* Data supplied:
▬▬▬▬▬▬▬▬▬▬

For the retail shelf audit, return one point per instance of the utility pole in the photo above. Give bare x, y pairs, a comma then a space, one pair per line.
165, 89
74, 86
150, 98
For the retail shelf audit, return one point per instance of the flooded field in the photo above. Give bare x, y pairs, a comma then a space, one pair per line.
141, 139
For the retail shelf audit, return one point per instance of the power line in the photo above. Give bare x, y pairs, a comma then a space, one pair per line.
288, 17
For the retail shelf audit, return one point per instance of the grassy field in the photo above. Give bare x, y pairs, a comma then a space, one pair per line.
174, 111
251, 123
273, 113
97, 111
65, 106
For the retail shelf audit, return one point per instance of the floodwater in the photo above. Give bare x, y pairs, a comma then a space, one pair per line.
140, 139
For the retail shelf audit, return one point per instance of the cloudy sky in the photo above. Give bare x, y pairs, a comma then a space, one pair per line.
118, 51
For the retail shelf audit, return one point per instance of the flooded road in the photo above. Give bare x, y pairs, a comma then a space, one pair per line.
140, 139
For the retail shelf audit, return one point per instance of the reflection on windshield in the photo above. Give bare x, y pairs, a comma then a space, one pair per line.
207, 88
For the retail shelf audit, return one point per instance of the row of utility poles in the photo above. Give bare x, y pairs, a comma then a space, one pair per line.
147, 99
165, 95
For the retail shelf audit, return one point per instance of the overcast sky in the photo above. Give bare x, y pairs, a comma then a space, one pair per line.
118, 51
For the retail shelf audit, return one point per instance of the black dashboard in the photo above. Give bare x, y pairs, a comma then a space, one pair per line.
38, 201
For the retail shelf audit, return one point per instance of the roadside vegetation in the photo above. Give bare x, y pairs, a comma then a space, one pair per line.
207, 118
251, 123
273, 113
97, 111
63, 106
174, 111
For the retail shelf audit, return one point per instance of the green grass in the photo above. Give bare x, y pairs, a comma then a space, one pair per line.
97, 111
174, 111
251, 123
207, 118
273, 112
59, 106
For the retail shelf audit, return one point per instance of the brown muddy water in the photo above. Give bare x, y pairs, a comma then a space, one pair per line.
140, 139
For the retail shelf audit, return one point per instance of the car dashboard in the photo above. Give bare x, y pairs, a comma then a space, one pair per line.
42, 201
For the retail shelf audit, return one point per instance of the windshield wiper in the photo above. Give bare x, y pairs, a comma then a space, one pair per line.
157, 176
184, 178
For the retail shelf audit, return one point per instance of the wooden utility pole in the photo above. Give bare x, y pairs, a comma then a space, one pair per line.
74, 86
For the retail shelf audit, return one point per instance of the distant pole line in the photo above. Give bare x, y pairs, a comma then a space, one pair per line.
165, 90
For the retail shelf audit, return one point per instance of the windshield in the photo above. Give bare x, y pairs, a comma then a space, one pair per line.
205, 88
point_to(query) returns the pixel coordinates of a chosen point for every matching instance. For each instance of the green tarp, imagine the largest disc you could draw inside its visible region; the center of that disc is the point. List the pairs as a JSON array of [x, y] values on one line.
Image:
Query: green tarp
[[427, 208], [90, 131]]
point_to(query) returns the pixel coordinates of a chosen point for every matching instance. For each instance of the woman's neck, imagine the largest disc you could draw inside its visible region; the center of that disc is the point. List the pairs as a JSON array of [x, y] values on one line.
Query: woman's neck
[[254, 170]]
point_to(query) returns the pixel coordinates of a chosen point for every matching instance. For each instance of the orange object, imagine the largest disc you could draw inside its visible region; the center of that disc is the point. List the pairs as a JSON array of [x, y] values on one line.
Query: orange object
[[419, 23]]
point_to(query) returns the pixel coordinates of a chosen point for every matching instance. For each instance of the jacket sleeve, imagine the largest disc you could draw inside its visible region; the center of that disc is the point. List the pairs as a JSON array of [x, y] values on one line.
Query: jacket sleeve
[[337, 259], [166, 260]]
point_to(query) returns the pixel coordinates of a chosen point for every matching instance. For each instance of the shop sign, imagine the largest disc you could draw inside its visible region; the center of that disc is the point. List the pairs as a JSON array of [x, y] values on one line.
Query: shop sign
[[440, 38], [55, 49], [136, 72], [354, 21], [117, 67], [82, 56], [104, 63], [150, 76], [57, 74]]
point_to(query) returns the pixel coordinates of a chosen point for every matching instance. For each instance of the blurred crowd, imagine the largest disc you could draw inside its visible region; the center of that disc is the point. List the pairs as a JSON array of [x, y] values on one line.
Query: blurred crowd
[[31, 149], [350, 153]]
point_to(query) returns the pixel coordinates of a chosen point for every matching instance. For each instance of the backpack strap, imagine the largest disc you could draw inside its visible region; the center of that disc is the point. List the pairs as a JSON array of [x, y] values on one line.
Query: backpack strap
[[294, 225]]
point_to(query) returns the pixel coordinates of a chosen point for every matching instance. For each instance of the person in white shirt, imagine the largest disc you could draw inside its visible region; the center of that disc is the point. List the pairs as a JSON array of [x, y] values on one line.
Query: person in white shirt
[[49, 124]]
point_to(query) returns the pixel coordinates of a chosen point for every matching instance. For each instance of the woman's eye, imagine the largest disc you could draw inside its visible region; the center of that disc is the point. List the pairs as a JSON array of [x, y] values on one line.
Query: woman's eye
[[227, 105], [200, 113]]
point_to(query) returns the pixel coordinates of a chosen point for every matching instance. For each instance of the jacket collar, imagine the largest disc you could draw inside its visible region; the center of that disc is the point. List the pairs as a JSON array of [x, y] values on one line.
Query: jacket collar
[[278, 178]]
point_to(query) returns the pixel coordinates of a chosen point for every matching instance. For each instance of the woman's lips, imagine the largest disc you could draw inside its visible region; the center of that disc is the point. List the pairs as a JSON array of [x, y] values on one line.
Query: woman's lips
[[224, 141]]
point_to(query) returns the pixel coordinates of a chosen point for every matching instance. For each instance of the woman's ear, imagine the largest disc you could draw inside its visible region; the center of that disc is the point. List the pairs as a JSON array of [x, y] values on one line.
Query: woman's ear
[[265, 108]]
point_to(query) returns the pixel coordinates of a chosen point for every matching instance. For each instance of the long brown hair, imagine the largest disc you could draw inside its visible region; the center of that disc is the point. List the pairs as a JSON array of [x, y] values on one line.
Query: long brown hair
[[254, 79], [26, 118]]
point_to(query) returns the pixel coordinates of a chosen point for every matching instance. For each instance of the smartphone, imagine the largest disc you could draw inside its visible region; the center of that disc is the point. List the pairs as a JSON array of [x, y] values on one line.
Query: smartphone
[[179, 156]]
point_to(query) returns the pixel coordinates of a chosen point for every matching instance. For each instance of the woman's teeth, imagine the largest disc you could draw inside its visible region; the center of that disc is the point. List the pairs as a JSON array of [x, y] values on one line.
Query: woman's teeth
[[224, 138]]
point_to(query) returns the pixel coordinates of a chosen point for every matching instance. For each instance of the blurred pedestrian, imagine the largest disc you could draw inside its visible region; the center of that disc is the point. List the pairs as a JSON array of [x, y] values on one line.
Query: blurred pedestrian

▬▬▬▬▬▬▬▬▬▬

* What needs to be done:
Copy all lines from the entries that contain the word "pedestrian".

* Answer to the problem:
point_to(query) returns the pixel coordinates of a chosen point for every matching instance. For each instance of the blurred pedestrian, imagine the largest disc you could draw inside its visible region; the center of that disc is the point. List the pairs as a JSON array of [x, y] values on one line.
Query: blurred pedestrian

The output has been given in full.